## Exercise goal
Arrange the lines below as a Markdown table with the columns Row and Line, numbering each row and leaving out any blank lines. Include only the lines starting with the line that contains "around the wooden" and going on through the line that contains "xmin=374 ymin=156 xmax=422 ymax=273".

### Material provided ###

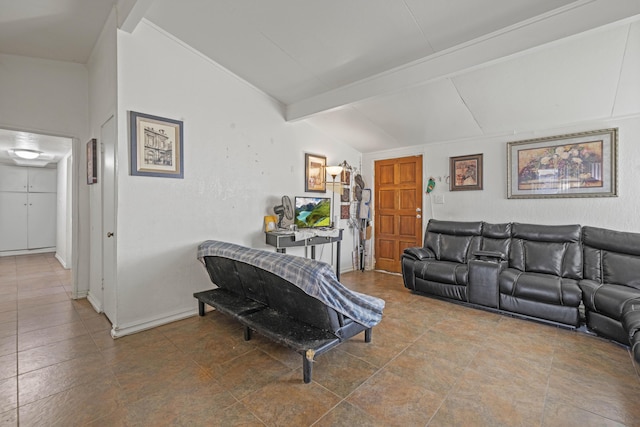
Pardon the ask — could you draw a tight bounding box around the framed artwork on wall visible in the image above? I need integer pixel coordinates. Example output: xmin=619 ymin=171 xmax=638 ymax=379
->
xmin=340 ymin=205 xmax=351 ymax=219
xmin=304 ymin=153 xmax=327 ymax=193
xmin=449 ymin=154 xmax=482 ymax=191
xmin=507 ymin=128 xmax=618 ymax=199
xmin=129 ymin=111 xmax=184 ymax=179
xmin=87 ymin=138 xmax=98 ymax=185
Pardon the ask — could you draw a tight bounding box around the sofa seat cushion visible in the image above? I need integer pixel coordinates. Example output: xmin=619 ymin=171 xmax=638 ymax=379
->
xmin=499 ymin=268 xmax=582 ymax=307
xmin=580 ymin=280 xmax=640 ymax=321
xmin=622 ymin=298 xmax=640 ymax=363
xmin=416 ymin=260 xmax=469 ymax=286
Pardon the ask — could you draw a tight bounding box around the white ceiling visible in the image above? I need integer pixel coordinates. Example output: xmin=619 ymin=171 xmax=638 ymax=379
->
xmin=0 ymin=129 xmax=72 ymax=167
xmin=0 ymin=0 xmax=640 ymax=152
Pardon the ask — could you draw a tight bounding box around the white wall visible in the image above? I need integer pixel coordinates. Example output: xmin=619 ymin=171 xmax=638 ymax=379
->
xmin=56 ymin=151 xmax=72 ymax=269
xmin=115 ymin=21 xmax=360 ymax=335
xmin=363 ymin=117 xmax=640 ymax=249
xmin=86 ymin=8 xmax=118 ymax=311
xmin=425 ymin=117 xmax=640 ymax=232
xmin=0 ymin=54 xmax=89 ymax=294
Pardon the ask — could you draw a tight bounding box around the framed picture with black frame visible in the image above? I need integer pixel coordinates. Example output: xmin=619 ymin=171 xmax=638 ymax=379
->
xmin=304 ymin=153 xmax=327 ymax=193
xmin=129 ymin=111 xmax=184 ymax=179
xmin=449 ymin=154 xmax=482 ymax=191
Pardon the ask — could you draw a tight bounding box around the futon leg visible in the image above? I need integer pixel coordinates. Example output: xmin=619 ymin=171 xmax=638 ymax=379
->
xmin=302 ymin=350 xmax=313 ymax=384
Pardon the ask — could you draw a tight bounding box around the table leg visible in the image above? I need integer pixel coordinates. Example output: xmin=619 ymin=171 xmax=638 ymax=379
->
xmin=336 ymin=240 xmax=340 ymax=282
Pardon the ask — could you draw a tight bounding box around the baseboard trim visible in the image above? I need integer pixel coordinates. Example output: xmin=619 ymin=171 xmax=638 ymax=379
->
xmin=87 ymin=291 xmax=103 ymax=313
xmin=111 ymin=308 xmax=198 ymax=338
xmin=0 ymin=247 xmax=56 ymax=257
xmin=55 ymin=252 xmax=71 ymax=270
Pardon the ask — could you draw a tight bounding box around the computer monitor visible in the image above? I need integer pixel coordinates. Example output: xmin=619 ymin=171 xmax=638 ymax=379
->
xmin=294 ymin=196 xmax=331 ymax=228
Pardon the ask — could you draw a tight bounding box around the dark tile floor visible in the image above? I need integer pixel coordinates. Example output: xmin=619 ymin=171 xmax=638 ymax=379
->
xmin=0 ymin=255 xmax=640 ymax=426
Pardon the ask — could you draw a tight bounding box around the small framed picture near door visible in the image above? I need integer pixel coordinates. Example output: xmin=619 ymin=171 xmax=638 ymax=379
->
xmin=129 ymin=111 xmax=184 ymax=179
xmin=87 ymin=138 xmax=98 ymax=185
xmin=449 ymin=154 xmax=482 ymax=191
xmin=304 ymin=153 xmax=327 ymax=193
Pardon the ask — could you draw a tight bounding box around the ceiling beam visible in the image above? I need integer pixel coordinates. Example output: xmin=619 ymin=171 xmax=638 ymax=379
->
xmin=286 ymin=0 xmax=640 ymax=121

###
### Material provided ###

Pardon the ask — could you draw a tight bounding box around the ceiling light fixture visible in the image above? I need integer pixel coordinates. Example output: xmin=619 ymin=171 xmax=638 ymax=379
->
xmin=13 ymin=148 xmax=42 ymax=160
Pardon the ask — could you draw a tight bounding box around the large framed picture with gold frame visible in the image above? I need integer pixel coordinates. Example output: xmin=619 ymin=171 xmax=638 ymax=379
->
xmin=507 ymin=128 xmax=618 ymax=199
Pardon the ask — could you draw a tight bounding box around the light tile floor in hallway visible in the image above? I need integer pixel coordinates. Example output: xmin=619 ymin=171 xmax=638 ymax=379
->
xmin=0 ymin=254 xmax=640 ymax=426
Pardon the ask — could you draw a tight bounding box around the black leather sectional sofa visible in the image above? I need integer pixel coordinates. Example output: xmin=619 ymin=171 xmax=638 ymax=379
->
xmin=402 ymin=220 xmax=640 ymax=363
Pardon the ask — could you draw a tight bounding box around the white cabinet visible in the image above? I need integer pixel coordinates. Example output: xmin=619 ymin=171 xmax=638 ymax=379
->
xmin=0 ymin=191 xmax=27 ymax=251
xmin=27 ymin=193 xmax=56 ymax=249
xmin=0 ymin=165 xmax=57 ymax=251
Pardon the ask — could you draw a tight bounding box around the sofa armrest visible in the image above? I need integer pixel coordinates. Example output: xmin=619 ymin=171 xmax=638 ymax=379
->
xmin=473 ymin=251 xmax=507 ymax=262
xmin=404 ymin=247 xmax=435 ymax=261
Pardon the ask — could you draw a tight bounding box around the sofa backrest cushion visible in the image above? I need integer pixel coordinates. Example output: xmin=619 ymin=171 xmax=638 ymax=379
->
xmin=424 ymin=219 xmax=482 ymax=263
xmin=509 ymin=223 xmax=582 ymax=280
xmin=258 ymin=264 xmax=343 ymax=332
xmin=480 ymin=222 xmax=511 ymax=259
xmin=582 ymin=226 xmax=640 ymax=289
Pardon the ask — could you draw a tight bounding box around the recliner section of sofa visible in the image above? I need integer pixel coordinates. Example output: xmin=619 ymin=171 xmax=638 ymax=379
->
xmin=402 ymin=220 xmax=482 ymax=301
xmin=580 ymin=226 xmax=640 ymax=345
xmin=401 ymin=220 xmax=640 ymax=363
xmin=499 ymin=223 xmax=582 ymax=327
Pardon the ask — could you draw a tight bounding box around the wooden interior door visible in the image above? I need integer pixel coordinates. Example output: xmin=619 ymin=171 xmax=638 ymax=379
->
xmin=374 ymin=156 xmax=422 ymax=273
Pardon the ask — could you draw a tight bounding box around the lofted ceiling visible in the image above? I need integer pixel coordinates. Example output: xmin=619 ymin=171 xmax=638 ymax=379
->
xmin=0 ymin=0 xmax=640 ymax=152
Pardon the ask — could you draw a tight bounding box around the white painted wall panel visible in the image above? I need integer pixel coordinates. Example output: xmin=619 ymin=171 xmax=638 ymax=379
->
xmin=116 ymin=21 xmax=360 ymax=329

###
### Material provided ###

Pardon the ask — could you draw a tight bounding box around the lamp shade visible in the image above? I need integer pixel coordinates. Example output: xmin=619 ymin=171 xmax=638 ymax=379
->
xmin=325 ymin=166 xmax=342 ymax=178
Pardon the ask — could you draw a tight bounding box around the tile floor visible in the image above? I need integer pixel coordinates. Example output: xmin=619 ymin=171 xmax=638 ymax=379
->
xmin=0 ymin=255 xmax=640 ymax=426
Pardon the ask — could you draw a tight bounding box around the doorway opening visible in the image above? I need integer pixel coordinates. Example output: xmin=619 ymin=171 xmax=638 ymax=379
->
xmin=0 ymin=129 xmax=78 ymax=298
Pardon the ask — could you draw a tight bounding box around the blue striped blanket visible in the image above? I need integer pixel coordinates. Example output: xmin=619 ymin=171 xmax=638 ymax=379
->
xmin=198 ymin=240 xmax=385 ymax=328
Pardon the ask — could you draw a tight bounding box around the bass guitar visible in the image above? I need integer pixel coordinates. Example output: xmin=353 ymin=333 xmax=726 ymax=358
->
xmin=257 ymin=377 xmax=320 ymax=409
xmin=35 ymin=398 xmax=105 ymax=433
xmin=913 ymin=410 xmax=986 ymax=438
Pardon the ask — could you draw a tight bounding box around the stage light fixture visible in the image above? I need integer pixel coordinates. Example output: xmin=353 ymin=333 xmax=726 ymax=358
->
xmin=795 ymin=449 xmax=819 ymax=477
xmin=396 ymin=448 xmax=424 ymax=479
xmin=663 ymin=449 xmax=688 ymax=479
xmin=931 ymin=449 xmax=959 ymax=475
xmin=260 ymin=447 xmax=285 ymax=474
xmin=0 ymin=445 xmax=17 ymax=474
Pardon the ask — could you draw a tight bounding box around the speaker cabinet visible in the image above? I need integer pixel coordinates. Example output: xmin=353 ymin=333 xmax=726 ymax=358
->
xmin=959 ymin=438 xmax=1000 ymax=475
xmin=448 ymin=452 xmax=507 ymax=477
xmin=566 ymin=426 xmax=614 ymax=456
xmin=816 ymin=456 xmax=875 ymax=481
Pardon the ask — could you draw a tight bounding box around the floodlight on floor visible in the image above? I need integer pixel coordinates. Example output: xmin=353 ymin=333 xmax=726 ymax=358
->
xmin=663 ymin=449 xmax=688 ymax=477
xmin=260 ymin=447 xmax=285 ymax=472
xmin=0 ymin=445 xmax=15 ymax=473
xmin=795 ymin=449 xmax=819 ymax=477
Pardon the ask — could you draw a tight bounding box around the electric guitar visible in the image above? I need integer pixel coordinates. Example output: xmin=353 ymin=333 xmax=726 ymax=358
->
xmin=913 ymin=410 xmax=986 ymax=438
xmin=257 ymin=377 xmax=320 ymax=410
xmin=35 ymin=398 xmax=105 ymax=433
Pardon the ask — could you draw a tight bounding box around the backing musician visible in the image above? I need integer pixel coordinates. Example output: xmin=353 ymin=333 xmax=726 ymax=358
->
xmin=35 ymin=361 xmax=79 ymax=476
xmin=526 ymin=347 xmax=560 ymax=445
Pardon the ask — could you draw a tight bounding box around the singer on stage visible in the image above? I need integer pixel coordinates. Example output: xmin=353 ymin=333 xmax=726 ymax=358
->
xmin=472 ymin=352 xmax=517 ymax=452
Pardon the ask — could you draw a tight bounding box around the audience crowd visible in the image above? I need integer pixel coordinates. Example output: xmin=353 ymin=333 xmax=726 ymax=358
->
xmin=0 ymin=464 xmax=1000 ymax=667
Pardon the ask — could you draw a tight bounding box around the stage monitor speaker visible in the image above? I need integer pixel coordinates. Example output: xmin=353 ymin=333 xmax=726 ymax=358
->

###

## Result
| Row | Line |
|---|---|
| 1 | Pardon the ask — could you draw a tight bounding box around the wooden interior door visible in the image above? I need integer pixel coordinates. Example output: xmin=619 ymin=171 xmax=638 ymax=379 |
| 2 | -> |
| 3 | xmin=374 ymin=156 xmax=422 ymax=273 |